● TASKS TO PERFORM
• a. Decide whether each statement agrees with the OpenGym page: (i) OpenGym requires Docker to run; (ii) OpenGym evaluates AI agents across seven capability dimensions; (iii) the infra-smoke profile covers 12 challenges. For each, answer yes or no and quote the words from the page that decide it.
• b. Write out the part of the OpenGym page starting at "PyPI License: MIT" and ending at "solved it yet)", without changing a word.
• c. Write the next part of the OpenGym page, picking up right after its final sentence.

● EXERCISE TEXT

'''

Skip to content

widingmarcus-cyber/opengym

OpenGym

PyPI License: MIT Challenges Python 3.10+

250 challenges to test if your AI agent actually works — not just the model, but the infrastructure.

OpenGym is an open-source benchmark that evaluates AI agents across 7 capability dimensions: coding, memory persistence, tool discovery, multi-step planning, self-correction, safety boundaries, and multi-agent coordination. Unlike benchmarks that only test "can the model solve this?", OpenGym tests "does the agent system work reliably?"

Quickstart

git clone https://github.com/widingmarcus-cyber/opengym && cd opengym
pip install -e .
opengym fetch 001              # grab a challenge
opengym score 001              # score it (0/100 — your agent hasn't solved it yet)

Then point your agent at it:

# Automated: opengym runs your agent and scores the result
opengym run 001 --agent "python {repo}/examples/agents/openai_agent.py --task '{task}' --dir {workspace}"

# Run all 250 challenges
opengym run all --agent "..." --summary

# Fast infra check for any agent stack (12 challenge smoke profile)
opengym run all --profile infra-smoke --agent "..." --summary

Requires: Python 3.10+. No Docker needed. See examples/agents/ for ready-made OpenAI, Anthropic, OpenClaw, and dummy agent adapters.

OpenClaw users can run the bundled adapter directly:

opengym run all --agent "python {repo}/examples/agents/openclaw_agent.py --task '{task}' --dir {workspace}" --summary

How It Works

Each challenge is a self-contained folder. Your agent reads the task, does the work, and the CLI scores it.

101-learn-and-recall/
├── README.md        ← Agent reads this
├── setup/           ← Agent edits these files
├── steps/           ← Multi-session task steps (if applicable)
├── tools/           ← Executable tools (if applicable)
├── tests/           ← Hidden verification (agent doesn't touch)
└── metadata.yaml

Two workflows:

# Manual: fetch, let your agent work, score
opengym fetch 001
# ... your agent solves it ...
opengym score 001

# Automated: opengym orchestrates your agent
opengym run 101 --agent "python {repo}/my_agent.py --task '{task}' --dir {workspace}"
opengym run all --agent "..." --summary    # run the full gauntlet

7 Dimensions, 250 Challenges

Most benchmarks only test coding. OpenGym tests the infrastructure that makes agents reliable in production.

'''

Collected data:
'''

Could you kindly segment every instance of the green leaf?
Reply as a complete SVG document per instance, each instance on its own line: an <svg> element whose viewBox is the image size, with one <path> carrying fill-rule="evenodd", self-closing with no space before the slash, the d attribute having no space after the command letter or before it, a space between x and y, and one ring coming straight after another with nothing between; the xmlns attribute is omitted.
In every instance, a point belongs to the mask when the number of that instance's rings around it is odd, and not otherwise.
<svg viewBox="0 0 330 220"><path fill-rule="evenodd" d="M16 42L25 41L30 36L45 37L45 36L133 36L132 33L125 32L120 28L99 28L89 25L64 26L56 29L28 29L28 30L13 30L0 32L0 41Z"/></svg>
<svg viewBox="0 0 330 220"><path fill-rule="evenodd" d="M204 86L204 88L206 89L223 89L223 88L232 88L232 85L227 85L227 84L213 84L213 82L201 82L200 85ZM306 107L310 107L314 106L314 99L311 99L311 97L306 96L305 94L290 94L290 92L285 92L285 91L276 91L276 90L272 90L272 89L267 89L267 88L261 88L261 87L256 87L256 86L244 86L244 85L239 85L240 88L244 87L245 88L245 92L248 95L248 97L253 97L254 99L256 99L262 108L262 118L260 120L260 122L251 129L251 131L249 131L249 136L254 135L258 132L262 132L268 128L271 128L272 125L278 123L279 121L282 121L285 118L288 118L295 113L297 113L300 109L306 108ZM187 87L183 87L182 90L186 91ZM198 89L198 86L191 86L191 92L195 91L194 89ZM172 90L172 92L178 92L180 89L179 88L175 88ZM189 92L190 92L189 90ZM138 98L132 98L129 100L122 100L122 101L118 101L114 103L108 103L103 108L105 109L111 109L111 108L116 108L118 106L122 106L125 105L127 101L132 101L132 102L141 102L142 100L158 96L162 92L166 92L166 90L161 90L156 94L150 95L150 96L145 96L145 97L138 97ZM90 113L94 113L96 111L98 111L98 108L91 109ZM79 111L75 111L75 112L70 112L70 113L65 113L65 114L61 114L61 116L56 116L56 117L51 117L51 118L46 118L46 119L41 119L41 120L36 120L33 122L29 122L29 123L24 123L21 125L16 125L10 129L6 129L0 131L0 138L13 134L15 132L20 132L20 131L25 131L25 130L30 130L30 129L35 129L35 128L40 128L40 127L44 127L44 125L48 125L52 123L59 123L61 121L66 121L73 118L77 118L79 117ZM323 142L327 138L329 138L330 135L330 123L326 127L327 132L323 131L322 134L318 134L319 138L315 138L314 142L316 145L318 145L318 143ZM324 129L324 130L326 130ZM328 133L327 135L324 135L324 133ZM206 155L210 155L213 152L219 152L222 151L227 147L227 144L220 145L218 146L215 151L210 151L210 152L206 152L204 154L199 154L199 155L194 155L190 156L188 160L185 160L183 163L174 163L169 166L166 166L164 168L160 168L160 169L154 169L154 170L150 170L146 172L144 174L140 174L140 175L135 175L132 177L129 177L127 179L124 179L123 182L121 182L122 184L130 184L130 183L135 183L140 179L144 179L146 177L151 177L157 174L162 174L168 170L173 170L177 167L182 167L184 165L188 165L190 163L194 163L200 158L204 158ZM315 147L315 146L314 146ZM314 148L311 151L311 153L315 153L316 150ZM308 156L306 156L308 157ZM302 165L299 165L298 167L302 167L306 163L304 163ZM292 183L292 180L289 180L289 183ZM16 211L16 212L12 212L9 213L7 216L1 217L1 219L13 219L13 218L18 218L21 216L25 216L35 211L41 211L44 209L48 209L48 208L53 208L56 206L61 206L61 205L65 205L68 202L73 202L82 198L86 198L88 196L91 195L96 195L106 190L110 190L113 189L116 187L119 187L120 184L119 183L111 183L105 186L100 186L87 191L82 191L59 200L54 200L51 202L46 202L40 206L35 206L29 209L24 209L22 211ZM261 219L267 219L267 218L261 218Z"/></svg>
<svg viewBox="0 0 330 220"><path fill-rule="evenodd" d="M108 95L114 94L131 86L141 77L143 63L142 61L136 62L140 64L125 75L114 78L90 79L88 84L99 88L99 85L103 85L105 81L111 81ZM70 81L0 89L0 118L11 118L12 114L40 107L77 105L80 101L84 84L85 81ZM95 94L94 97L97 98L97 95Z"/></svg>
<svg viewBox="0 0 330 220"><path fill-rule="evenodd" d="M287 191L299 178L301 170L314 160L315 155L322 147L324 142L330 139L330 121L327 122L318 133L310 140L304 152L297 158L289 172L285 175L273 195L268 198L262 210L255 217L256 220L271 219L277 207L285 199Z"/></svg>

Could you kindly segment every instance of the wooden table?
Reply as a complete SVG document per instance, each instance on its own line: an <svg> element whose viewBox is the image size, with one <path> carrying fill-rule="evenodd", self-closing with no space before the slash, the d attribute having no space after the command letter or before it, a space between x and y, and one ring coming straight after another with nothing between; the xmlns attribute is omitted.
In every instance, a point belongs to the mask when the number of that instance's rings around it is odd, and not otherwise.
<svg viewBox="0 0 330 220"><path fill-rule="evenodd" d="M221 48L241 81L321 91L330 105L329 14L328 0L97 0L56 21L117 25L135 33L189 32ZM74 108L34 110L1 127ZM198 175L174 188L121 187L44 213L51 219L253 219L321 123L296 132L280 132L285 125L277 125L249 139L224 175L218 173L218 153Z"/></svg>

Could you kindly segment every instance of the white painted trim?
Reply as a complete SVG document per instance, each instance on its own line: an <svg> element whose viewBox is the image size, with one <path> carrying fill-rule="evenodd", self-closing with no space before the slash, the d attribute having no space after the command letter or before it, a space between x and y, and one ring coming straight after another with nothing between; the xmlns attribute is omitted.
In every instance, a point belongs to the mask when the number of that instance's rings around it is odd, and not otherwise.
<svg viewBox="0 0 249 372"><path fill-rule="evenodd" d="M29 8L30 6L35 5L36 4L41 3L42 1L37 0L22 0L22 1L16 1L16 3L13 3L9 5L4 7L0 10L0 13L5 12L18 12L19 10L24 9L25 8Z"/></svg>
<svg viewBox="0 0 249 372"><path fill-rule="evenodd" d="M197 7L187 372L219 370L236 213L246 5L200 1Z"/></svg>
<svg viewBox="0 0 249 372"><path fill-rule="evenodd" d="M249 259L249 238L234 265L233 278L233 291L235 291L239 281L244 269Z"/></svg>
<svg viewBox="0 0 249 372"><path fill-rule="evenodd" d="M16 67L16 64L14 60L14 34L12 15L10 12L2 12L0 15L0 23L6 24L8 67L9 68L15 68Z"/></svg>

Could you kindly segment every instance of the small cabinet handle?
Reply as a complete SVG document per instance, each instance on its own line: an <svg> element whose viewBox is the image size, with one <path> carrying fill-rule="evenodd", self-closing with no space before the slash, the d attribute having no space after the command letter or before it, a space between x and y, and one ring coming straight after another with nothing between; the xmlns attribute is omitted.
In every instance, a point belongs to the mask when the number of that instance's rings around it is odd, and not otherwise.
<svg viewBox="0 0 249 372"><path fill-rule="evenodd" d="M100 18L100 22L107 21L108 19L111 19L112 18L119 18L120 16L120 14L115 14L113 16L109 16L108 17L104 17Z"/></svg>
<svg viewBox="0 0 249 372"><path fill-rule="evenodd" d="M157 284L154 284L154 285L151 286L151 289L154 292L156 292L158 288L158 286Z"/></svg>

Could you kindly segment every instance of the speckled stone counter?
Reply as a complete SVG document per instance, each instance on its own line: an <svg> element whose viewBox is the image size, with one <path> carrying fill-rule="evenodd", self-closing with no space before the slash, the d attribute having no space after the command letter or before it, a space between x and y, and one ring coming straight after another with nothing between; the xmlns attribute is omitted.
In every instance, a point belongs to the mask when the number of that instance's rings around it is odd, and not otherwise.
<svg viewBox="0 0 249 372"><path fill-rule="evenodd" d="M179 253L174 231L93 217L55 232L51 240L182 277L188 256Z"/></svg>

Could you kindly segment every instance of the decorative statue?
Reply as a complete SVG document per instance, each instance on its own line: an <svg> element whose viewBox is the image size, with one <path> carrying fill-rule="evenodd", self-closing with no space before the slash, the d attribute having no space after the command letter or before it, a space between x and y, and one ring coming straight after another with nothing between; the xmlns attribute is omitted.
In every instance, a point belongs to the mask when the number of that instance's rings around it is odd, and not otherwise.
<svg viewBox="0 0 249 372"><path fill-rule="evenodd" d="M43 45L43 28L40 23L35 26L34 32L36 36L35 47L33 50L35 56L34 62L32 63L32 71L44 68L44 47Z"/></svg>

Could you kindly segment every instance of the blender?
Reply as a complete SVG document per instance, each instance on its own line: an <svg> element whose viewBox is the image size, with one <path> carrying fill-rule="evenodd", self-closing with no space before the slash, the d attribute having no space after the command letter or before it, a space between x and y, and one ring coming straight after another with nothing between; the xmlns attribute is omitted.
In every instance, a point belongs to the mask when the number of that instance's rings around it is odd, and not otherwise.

'''

● ANSWERS PER TASK
• a.
(i) No: "No Docker needed."
(ii) Yes: "evaluates AI agents across 7 capability dimensions"
(iii) Yes: "Fast infra check for any agent stack (12 challenge smoke profile)"

• b.
PyPI License: MIT Challenges Python 3.10+

250 challenges to test if your AI agent actually works — not just the model, but the infrastructure.

OpenGym is an open-source benchmark that evaluates AI agents across 7 capability dimensions: coding, memory persistence, tool discovery, multi-step planning, self-correction, safety boundaries, and multi-agent coordination. Unlike benchmarks that only test "can the model solve this?", OpenGym tests "does the agent system work reliably?"

Quickstart

git clone https://github.com/widingmarcus-cyber/opengym && cd opengym
pip install -e .
opengym fetch 001              # grab a challenge
opengym score 001              # score it (0/100 — your agent hasn't solved it yet)

• c.
Dimension Challenges What It Tests
Coding 110 Read a task, write/fix code, pass tests
Memory 26 Persist information across killed sessions
Tool Use 27 Discover tools, handle failures, manage rate limits
Planning 26 Multi-step decomposition, scheduling, long-horizon stability
Multi-Agent 22 Coordinate via shared files, concurrency, task splitting
Resilience 23 Recover from crashes, errors, partial failures
Safety 16 Resist injection, enforce boundaries, redact secrets

Coding — 110 challenges

The baseline. Read a task, write/fix code, pass tests. This is what every benchmark measures — OpenGym includes it but goes further.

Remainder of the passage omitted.